[EXERCISE AIM] Can you copy out every one of the lines below, character for character, but without the pictures?

[LISTING]

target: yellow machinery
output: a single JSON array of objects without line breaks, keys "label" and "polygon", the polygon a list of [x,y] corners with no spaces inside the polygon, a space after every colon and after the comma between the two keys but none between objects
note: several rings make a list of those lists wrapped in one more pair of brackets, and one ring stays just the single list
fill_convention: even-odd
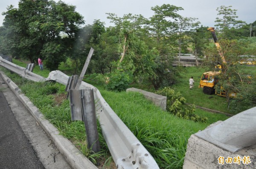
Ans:
[{"label": "yellow machinery", "polygon": [[[215,68],[221,69],[221,68],[223,68],[224,66],[224,65],[226,65],[227,63],[226,60],[225,59],[221,51],[221,47],[218,42],[218,39],[215,34],[214,28],[210,27],[208,28],[207,30],[211,32],[212,35],[214,43],[215,43],[215,45],[217,47],[219,54],[221,57],[222,60],[222,64],[221,65],[218,65]],[[215,85],[218,83],[218,75],[221,73],[221,71],[220,71],[215,72],[210,71],[203,73],[201,76],[201,78],[200,79],[199,87],[203,88],[203,91],[204,92],[204,93],[210,95],[214,93],[215,91],[214,87]],[[219,96],[226,96],[225,91],[221,92],[220,93],[216,93],[216,92],[215,92],[215,93]]]}]

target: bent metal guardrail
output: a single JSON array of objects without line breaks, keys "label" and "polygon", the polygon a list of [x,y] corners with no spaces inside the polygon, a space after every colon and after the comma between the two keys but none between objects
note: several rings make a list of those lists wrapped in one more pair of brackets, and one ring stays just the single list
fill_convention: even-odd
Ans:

[FULL RESPONSE]
target: yellow machinery
output: a single JSON array of objects without line breaks, keys "label" and "polygon", the polygon a list of [x,y] corners with no spaces inside the polygon, a space after every colon and after the comma between the two keys but none between objects
note: several rings make a list of those lists wrapped in one more pair of brackets, and one ring stays just the single list
fill_convention: even-odd
Ans:
[{"label": "yellow machinery", "polygon": [[[215,68],[221,69],[221,68],[223,68],[224,66],[224,65],[226,65],[227,63],[226,60],[225,59],[221,51],[221,47],[218,42],[218,39],[215,34],[214,28],[210,27],[208,28],[207,30],[211,32],[212,35],[214,43],[215,43],[215,45],[217,47],[219,54],[221,57],[222,60],[222,64],[221,65],[218,65]],[[215,85],[218,83],[218,75],[221,73],[221,71],[220,71],[215,72],[210,71],[203,73],[201,76],[201,78],[200,79],[199,87],[203,88],[203,91],[204,92],[204,93],[210,95],[214,93],[215,91],[214,87]],[[219,96],[226,96],[225,91],[221,92],[220,93],[216,93],[216,92],[215,92],[215,93]]]}]

target: bent metal guardrail
output: a single JSON array of objects without line breaks, keys "label" and "polygon", the polygon a list of [x,y] corners with no spaces inside the polygon, a space after every colon and after the comma between the two keys but none between objects
note: several rings make a list of those lists wrapped in one more pair of brackets, and one ring stays just the single list
fill_convention: even-odd
Ans:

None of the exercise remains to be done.